◆ Problem A:
In the Geneva commentary, rewrite the paragraph that begins "On the Afghan government side" as a short bulleted list that keeps its main facts.
◆ Problem B:
Carry on the Geneva commentary from the point where it stops.

The APF, while enshrining key principles and imposing an annual review process, missed the opportunity to institute real change by specifying actions that would achieve real progress and thereby merit support. At this crucial moment, innovation based on lessons learned was called for, but that didn’t happen.
Finance Ministry
On the Afghan government side, organizational problems and staffing instability at the Ministry of Finance constitute a serious self-inflicted wound, undermining the credibility of requests for continuation of on-budget assistance. In this regard, it is striking that neither the APF nor the communique note that maintaining donor assistance to the Afghan budget is essential for government functioning and economic development. Similar issues plague other ministries, and the long delay in forming the cabinet did not help, though recent confirmations of nearly 20 ministers by the Afghan parliament represented very belated progress.
Unexpected developments also worsened the headwinds for Geneva. Though the Doha peace talks were expected to progress toward a peace settlement only slowly, there was hope that negotiations would get to substantive issues by the time of the meeting. Protracted disagreements over procedural issues, however, weakened any forward momentum prior to Geneva, though the agreement on procedural rules reported on December 2 suggested that the talks may now finally shift to substance.
Moreover, with attacks occurring around the country, hopes have been dashed that peace talks would be accompanied by less violence. Geneva statements and documents included strong demands for a cease-fire, but it is doubtful the Taliban will drop their resistance to one without winning further concessions on other issues.

Lines from a data source

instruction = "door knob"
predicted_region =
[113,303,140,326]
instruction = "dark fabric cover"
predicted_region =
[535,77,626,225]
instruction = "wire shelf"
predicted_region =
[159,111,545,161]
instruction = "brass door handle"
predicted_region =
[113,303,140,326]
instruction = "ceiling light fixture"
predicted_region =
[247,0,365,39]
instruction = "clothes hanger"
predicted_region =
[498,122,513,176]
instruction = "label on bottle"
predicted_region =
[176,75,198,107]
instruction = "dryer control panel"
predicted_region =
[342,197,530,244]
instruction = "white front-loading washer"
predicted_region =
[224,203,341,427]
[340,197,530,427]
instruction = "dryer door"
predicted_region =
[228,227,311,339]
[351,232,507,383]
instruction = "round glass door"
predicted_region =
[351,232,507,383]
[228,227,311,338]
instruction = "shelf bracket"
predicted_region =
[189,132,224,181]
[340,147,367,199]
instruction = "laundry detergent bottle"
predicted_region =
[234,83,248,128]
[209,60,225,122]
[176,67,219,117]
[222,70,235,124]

◆ Written reply A:
- Organizational problems and unstable staffing at the Ministry of Finance are a serious self-inflicted wound for the Afghan government.
- These problems weaken the credibility of its requests to keep on-budget assistance going.
- Neither the APF nor the communique says that keeping donor aid to the Afghan budget is essential for the government to function and for economic development.
- Other ministries have similar issues.
- The long delay in forming the cabinet did not help.
- The Afghan parliament's recent confirmation of nearly 20 ministers was very belated progress.

◆ Written reply B:
The Trump administration’s November 17 announcement of a further U.S. troop drawdown to 2,500 by January 2021, in the absence of progress in the peace negotiations, inevitably cast a shadow over Geneva. This followed earlier waves of U.S. troop withdrawals and further accentuated the need for Geneva to offset fears about the longevity of the international commitment to Afghanistan.
The Way Forward
Moving ahead in the wake of Geneva will require building on the achievements of the conference while addressing its shortcomings.
The annual review of Afghanistan’s compliance with APF principles and its progress toward specific goals provides an opportunity to make course corrections. A good starting point would be to revisit the existing targets in the APF and make them more relevant for achieving real progress in areas like governance and anti-corruption.
A key ingredient would involve strengthening the Ministry of Finance and improving other core institutions and programs based on past experience of what makes them work—competent, empowered Afghan management teams with a degree of political insulation and containment of corruption.
Revisiting the APF principles so strongly advocated by donors will be challenging. But reassessing them against the backdrop of advancing peace talks and the difficult compromises the talks may require could well be a needed step toward building a sustainable peace.